DIRECTIONS
Update the listing below by replacing "drop a marker" with "place a pin" wherever it occurs, leaving every other part unchanged.

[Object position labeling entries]
-*-*-

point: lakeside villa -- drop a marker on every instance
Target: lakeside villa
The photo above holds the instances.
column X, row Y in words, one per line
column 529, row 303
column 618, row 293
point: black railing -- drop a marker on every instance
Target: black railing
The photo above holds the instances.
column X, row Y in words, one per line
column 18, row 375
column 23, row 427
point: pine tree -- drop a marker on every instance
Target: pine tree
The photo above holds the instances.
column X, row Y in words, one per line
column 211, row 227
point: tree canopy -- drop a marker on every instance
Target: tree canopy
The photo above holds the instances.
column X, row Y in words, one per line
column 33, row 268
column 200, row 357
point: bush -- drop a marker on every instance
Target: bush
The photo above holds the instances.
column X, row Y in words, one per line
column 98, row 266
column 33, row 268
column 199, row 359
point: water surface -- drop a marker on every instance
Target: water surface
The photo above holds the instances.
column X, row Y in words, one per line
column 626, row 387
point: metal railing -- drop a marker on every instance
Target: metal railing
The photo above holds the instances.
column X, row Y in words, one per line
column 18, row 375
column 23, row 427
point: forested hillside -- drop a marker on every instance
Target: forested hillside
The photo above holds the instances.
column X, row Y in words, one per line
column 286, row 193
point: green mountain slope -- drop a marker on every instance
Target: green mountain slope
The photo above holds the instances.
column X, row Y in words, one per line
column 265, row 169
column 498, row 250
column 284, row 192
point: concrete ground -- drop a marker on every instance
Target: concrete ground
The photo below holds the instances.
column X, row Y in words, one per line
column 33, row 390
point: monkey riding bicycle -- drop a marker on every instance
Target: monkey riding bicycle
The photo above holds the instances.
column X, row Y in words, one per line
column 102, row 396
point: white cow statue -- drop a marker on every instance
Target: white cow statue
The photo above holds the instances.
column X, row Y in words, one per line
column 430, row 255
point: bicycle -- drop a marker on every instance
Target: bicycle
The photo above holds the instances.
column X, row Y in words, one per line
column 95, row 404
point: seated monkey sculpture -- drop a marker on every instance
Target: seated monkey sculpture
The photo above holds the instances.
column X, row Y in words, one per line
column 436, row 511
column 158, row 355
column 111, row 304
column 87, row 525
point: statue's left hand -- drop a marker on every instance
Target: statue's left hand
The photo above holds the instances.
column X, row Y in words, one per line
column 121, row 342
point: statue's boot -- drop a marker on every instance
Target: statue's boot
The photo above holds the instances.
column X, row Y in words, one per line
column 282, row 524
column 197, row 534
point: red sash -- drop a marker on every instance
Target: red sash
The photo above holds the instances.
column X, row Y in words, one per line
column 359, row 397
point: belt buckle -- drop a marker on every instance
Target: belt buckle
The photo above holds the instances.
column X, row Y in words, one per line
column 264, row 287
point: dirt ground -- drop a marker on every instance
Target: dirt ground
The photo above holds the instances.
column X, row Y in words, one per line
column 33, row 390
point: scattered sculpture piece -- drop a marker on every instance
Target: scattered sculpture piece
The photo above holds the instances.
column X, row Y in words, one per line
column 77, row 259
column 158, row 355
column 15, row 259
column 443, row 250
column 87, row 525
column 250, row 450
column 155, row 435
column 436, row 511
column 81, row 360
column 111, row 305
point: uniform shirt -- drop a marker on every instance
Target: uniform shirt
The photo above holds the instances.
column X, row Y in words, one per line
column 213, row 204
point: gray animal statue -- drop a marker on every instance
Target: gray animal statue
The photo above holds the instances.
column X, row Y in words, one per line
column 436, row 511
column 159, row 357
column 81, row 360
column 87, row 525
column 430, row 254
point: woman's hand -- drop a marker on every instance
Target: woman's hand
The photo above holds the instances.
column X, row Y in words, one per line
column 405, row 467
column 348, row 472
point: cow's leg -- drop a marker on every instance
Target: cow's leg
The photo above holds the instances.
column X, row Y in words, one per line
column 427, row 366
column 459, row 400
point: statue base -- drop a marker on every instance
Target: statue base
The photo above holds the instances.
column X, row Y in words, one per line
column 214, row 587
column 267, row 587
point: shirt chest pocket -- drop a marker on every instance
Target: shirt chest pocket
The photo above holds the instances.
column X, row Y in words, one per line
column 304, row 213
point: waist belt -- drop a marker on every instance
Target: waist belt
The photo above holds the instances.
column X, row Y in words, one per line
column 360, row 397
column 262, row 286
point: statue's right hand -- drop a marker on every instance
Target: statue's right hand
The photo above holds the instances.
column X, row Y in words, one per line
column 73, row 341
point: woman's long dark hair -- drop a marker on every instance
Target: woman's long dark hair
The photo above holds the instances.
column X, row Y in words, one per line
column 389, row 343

-*-*-

IN RESPONSE
point: lakeside villa -- place a pin on every instance
Target: lakeside villa
The photo above holds the instances.
column X, row Y in words, one per line
column 529, row 303
column 618, row 293
point: black railing -- place a pin on every instance
Target: black railing
The photo above holds the instances.
column X, row Y in words, one per line
column 18, row 375
column 23, row 427
point: pine tree -- place a pin on every instance
Target: pine tree
The photo above holds the instances.
column X, row Y in words, one per line
column 211, row 227
point: tree canopy -- place a pin on every instance
Target: tree canopy
The photo above holds the instances.
column X, row Y in words, one per line
column 33, row 268
column 200, row 357
point: bush -- place a pin on every instance
Target: bush
The photo above holds the instances.
column X, row Y in words, one per line
column 98, row 266
column 33, row 268
column 199, row 359
point: water surface -- place a pin on every instance
Target: water surface
The photo above holds the instances.
column X, row Y in words, one per line
column 626, row 387
point: metal railing -- place a pin on every instance
Target: metal railing
The photo above holds the instances.
column X, row Y in words, one per line
column 18, row 375
column 23, row 427
point: forested hillside -- place a pin on every instance
Target: forested hillside
The photo above holds the instances.
column X, row Y in words, one per line
column 286, row 193
point: green mountain slope -- place a pin on every instance
Target: green mountain slope
The photo above holds the instances.
column X, row Y in words, one per line
column 265, row 169
column 498, row 250
column 284, row 192
point: concrete ground -- place a pin on every instance
Target: concrete ground
The photo below holds the instances.
column X, row Y in words, one per line
column 33, row 390
point: monkey riding bicycle -- place a pin on every instance
Target: monkey riding bicycle
The photo above holds the instances.
column X, row Y in words, one per line
column 102, row 396
point: white cow statue -- place a pin on every instance
Target: white cow statue
The photo above holds the instances.
column X, row Y in words, one per line
column 430, row 255
point: bicycle -- place a pin on every instance
Target: bicycle
The photo above holds the instances.
column X, row Y in words, one per line
column 95, row 404
point: seated monkey sculpture -- place a pin on every instance
Target: seated monkey sculpture
The photo above holds the instances.
column X, row Y in words, one per line
column 436, row 511
column 158, row 355
column 111, row 304
column 87, row 525
point: statue's left hand -- place a pin on every instance
Target: statue's left hand
The photo above holds the instances.
column X, row Y in words, one per line
column 121, row 342
point: statue's boot -- place a pin on every instance
Target: statue's boot
The photo above holds the instances.
column X, row Y in words, one per line
column 282, row 524
column 197, row 534
point: red sash -- place a pin on every instance
Target: red sash
The photo above holds the instances.
column X, row Y in words, one per line
column 359, row 397
point: belt buckle -- place a pin on every instance
Target: belt buckle
The photo above holds the instances.
column X, row Y in words, one per line
column 264, row 287
point: dirt ground -- place a pin on every instance
Target: dirt ground
The photo above holds the instances.
column X, row Y in words, one per line
column 33, row 390
point: scattered sculpture piece -- place a pin on every instance
Target: scattered sculpture piece
The photo above holds the instances.
column X, row Y in words, one per line
column 77, row 259
column 158, row 355
column 15, row 259
column 443, row 250
column 87, row 525
column 250, row 450
column 155, row 435
column 436, row 511
column 81, row 360
column 111, row 305
point: uniform shirt -- place a pin on every instance
Target: uniform shirt
The photo above holds the instances.
column X, row Y in words, one per line
column 213, row 204
point: gray animal statue -- place a pin on every instance
Target: gray animal statue
The photo above holds the instances.
column X, row Y in words, one per line
column 436, row 511
column 159, row 357
column 81, row 360
column 87, row 525
column 430, row 254
point: woman's hand -- place a pin on every instance
Target: woman's hand
The photo above holds the instances.
column X, row Y in words, one per line
column 405, row 467
column 348, row 472
point: cow's leg -- place a pin on every instance
Target: cow's leg
The photo above holds the instances.
column X, row Y in words, one per line
column 427, row 366
column 459, row 400
point: statue base -- place a pin on every instance
Target: statue base
The photo above holds the instances.
column X, row Y in words, one per line
column 214, row 587
column 267, row 587
point: shirt chest pocket -- place a pin on every instance
Target: shirt chest pocket
The photo above holds the instances.
column X, row Y in words, one per line
column 304, row 213
point: waist belt -- place a pin on every instance
Target: waist belt
The photo above holds the instances.
column X, row Y in words, one per line
column 360, row 397
column 262, row 286
point: statue's right hand -- place a pin on every instance
Target: statue's right hand
The photo above holds the instances.
column X, row Y in words, one per line
column 73, row 341
point: woman's long dark hair -- place a pin on every instance
Target: woman's long dark hair
The photo above holds the instances.
column X, row Y in words, one per line
column 389, row 343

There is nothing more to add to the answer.